A few years ago, Isaac Kohane, a researcher at Harvard Medical School, published a study that looked at scientific research conducted by groups in an attempt to determine the effect that physical proximity had on the quality of the research. He analyzed more than thirty-five thousand peer-reviewed papers, mapping the precise location of co-authors. Then he assessed the quality of the research by counting the number of subsequent citations. The task, Kohane says, took a “small army of undergraduates” eighteen months to complete. Once the data was amassed, the correlation became clear: when coauthors were closer together, their papers tended to be of significantly higher quality. The best research was consistently produced when scientists were working within ten metres of each other; the least cited papers tended to emerge from collaborators who were a kilometre or more apart. “If you want people to work together effectively, these findings reinforce the need to create architectures that support frequent, physical, spontaneous interactions,” Kohane says. “Even in the era of big science, when researchers spend so much time on the Internet, it’s still so important to create intimate spaces.

** Brief 1 **
In the passage on how physical proximity affects research quality, how many papers did Kohane analyze?
** Brief 2 **
Continue the passage on how physical proximity affects research quality, starting after its last sentence.

** Data under study **
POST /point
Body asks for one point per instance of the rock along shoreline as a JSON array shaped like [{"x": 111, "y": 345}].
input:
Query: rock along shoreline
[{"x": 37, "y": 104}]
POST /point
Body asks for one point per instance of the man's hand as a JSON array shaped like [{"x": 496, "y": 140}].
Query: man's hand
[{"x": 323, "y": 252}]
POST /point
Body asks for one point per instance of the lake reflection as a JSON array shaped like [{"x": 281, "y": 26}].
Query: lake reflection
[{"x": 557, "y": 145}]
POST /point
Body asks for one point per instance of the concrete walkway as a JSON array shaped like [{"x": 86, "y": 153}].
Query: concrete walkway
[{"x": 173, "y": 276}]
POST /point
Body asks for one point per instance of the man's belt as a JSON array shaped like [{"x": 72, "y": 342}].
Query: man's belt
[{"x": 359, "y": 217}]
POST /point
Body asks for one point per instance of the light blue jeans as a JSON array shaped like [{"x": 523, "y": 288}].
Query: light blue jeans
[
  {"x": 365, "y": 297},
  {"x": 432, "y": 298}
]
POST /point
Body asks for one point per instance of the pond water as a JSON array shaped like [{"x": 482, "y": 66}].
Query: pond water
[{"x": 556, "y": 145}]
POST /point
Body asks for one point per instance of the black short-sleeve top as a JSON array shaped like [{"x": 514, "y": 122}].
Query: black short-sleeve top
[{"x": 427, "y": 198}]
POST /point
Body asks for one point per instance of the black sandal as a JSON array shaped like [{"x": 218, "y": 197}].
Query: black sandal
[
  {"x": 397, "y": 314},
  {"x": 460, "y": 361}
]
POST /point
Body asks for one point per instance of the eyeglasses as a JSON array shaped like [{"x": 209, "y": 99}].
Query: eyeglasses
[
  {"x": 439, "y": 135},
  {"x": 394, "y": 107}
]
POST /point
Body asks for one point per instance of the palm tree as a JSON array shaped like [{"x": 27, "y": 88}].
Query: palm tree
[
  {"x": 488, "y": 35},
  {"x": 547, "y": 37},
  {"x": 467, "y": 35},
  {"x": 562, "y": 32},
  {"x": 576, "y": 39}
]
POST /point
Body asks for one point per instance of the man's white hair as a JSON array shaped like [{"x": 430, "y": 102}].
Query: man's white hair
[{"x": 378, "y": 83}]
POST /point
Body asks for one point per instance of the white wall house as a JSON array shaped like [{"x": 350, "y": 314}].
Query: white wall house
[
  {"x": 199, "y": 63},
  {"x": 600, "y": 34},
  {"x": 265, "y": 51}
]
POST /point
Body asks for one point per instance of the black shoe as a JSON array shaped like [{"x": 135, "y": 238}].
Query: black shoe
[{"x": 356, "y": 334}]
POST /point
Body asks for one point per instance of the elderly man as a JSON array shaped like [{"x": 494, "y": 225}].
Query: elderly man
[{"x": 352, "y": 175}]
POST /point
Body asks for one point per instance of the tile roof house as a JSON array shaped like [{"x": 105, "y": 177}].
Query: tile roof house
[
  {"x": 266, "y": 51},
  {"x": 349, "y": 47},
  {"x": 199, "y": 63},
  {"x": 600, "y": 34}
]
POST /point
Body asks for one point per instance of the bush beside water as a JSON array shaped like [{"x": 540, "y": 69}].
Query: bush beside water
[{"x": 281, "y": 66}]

** Task answer 1 **
More than thirty-five thousand peer-reviewed papers.

** Task answer 2 **
Brainstorming Doesn’t Really Work : The New Yorker
The more I work with the internet, and the more I do research in interactive media, the more I have realized, and seen studies, which show that interaction through internet has some basic limitation. It seems that even in today’s highly connected internet society, physical presence is critical. This study shows that for academic collaboration the best research occurs when the authors are highly physically present in the range of metres. It is my hypothesis (and this needs further academic research) that this is partly because we communicate through all of our senses (including touch, taste, and smell) and through non-logical emotions. These still cannot be communicated effectively through the internet.